— TEXT SHOWN —

[Start of section]

Another app, called “Breathe,” helps patients learn how to relax. It might tell the patient to “Stop, Breathe and Think,” and guide the patient through a 10-minute relaxation session or provide some information on stress. “It might give the patient a little quiz, after which it could say,

‘Tame your anxiety.’ There are even things about [improving] your sleep.”

Although it can be exciting to incorporate some of these advances into treatment, Dr. Steinberg does not feel they can replace one of the most important ingredients of psychotherapy – a positive connection between the therapist and patient, where the patient experiences the therapist as understanding, compassionate, and genuinely interested in their welfare, and in the improvement or resolution of their problems.

And that’s when the subject turns to one of the most innovative psychiatric approaches of the 21st Century. In short, the cell phone has replaced the 1975 mood ring.

For the past five years, Dr. Kamath has been collaborating with Professor Bing Wang, an associate professor of computer science and engineering and an artificial intelligence (AI) expert at the University of Connecticut Storrs campus. Both are leading a study funded by the National Science Foundation, using Smartphone technology to detect the worsening of depression, even without questioning patients.

“The cell phone is part of our body now, and with the patient’s consent, we can get data from these phones that can really tell us a lot about what’s going on with them,” says Dr. Kamath.

Using an app developed by the study team, Dr. Kamath and Professor Bing followed two groups of students, with and without depression. The app enabled them to track how quickly or slowly the patients moved, their mobility, their sleep, and how many places they visited during the day.

“We can even measure the intonation of their voice when they make a phone call. The app can track their activity on the cell phone, and even their Internet activity, or how many calls they make. Every two weeks, we send them a questionnaire asking a number of questions regarding their level of depression,” says Dr. Kamath.

The study clearly showed that as patients became depressed, they moved and talked more slowly, visited fewer places or remained in their home, and reduced their Internet activities. Through a Fitbit that patients wear at night, provided by the study team, “we can also tell if their sleep was disrupted.”

“It’s fair to say that their cell phones can be tattletales,” Dr. Kamath quips.

[End of section]

— THE DATA —
[Start of section]

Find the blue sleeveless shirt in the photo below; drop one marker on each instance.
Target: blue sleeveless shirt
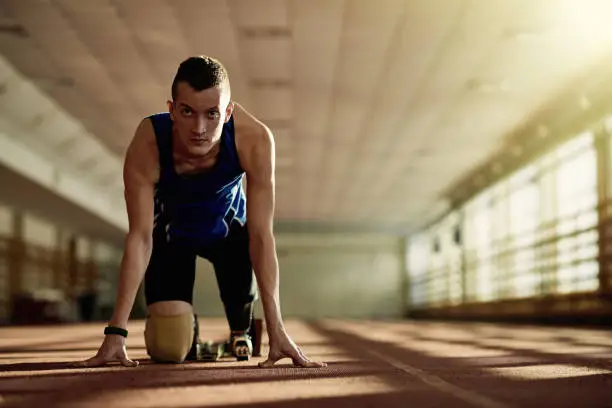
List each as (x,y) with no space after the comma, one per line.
(197,209)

[End of section]

— WHAT TO DO —
- A) List every person the passage about phones in psychiatry names.
- B) Continue the passage about phones in psychiatry from its last sentence.
The lines come from a separate source and have no connection to the passage about phones in psychiatry.

— ANSWERS TO THIS EXERCISE —
- A) Dr. Steinberg, Dr. Kamath, Professor Bing Wang

- B)
During the first phase of UConn Health’s study, involving 68 patients, the doctor and the professor found good correlations between the data and patients’ depression questionnaires. “By the second phase, among 120 patients, we were able to predict depression without even knowing the questionnaire outcome,” he says. Dr. Kamath believes they will soon be able to predict which patients are going to become depressed in the future.

Just when you think the cell phone’s AI represents psychiatry’s zenith, Dr. Kamath announces yet another innovation in the field of treating mood and anxiety disorders – a novel medication based on ketamine.

Ketamine is a medication often used as an anesthetic and pain reliever. UConn Health is one of 55 worldwide sites testing esketamine, a derivative of ketamine, as a mood elevator that acts quickly, potentially reversing the threat of suicide.

“It’s no secret that antidepressant medications take as much as four to six weeks before they can help a patient feel better,” says Dr. Kamath. “The field of psychiatry is on the verge of changing that, and we are proud to be part of it. Esketamine in a nasal spray form seems to be very effective. It works to reverse suicidality within hours or days, instead of weeks.”

Dr. Kamath said the FDA is close to approving this product, which is currently in a study phase. Its potential side effects include increased heart rate and blood pressure, possible disassociation, dizziness, nausea and headache, but there is no threat of overuse.

“The patient will have just a one-time use of the nasal spray at a physician’s office, after which the product container is disposed of,” he says. “If it gets approved within the next year or two, it can be a game changer in the field of psychiatry.”